■ Exercise details
In the Washington Times column on Democrats and the Iraq war, copy the passage from "This is the" up to and including "to our troops.", changing "Al Jazeera" to "CNN International".

■ Quoted passage

- The Washington Times - Wednesday, November 30, 2005

“Scoop” Jackson must be spinning in his grave. The late Democratic senator would be shocked by his party today. The Democratic Party, armed with fresh polling numbers and firmly in the grip of Michael Moore and Cindy Sheehan, has sought to establish a new position for itself on Iraq and the war on terrorism, which encourages our enemies and threatens the morale of our troops.

Their unhinging began when a newspaper reported that Democratic leader Howard Dean was so “anxious to make political capital of the tragedy of the 2,000th American death in Iraq that he couldn’t even wait for the official announcement of the soldier’s death before publicly criticizing President Bush and the war.” Over the past few weeks, Democrats have tried to revise history and paint the president as a “liar” for drawing the exact same prewar intelligence conclusions they did.

The realization that the radical left has completely hijacked the Democratic Party boiled over when Democratic Rep. Jack Murtha, a well-known defense hawk who serves on the same congressional defense spending panel as I do, called for our troops in the field to admit defeat and cut and run. In fact, House Minority Leader Nancy Pelosi has already wrapped her arms around the cut-and-run proposal.

This is the latest example of a party which has been overcome by antiwar extremists, providing daily fodder to international media outlets like Al Jazeera, which emboldens our enemies and sends a defeatist message to our troops.

The Democrats, nationally, have embraced a new strategy for the war on terrorism: Lose, leave and wait. Democrats want to admit defeat, dishonoring the sacrifices of our soldiers. They want us to leave by cutting and running, signaling to the world that the United States no longer stands for freedom, democracy and the defense of human rights in the face of terrorism. And instead, Democrats prefer the French model — to wait for the terrorists to bring murder and destruction to the homefront.

This week, I traveled to Iraq as part of a bipartisan delegation to gauge the morale of our troops, talk with the officers and soldiers about the war, and witness the progress in Iraq and that of the Iraqi people. The bottom line: The war in Iraq is a much different war than the one we read about in the media. Progress is being made.

I represent the first district of Georgia, which has five major military installations, including Fort Stewart, the home of the Army’s 3rd Infantry Division. The 3rd ID is currently responsible for maintaining order and defeating the insurgency in Baghdad and is led by Army Maj. Gen. William Webster, a friend of mine.

■ Entries shown
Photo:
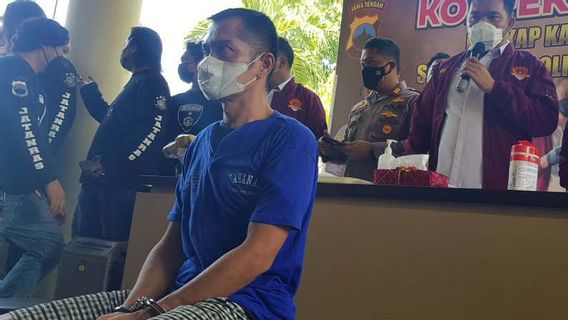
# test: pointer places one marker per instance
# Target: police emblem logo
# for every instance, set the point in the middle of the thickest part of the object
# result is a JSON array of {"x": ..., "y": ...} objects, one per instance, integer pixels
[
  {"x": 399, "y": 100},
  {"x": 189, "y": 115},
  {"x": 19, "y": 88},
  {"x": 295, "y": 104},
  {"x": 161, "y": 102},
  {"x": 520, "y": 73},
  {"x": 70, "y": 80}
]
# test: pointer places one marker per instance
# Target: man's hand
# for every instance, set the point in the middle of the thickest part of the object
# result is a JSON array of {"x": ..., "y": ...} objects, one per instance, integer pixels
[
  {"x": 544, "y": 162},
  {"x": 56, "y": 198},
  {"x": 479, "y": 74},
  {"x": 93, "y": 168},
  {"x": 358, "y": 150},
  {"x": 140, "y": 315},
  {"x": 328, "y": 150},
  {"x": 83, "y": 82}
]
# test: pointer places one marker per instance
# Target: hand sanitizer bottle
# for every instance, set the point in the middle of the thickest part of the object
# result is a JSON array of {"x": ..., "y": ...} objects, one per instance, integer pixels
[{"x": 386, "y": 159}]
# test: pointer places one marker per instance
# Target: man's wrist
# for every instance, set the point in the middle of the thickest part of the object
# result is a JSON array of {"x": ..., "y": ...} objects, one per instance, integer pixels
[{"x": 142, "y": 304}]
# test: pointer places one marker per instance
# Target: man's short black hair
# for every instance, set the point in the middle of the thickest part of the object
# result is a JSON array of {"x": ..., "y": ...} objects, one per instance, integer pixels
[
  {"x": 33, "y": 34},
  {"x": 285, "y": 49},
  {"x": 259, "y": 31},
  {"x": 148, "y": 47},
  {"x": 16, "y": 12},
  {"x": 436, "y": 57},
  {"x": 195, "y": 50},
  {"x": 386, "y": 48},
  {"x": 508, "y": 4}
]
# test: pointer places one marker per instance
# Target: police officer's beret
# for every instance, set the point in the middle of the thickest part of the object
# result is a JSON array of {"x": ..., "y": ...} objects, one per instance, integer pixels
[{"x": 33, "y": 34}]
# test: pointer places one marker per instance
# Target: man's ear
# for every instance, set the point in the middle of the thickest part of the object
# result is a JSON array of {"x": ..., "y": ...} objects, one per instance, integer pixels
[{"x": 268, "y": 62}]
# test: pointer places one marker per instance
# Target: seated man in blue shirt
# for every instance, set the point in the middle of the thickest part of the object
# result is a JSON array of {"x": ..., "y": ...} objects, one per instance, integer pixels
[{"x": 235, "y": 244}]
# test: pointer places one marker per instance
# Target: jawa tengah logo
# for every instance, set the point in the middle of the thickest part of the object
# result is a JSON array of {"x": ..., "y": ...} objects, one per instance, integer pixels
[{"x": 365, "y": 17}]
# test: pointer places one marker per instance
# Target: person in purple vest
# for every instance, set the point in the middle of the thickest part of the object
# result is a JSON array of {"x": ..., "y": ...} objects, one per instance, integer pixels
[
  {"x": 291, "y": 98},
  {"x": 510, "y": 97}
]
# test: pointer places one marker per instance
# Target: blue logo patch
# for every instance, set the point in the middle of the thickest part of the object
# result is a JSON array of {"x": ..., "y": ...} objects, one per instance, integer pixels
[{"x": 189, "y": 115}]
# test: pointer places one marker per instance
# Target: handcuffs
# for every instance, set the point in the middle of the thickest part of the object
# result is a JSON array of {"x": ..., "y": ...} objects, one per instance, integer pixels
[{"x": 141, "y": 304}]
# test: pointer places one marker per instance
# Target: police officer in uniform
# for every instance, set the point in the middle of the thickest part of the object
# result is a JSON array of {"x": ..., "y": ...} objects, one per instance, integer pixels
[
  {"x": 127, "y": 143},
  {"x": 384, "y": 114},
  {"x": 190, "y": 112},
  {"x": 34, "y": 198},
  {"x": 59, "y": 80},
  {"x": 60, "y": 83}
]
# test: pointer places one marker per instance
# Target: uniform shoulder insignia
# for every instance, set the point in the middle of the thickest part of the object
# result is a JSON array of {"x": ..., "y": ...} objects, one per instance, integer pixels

■ Result of the exercise
This is the latest example of a party which has been overcome by antiwar extremists, providing daily fodder to international media outlets like CNN International, which emboldens our enemies and sends a defeatist message to our troops.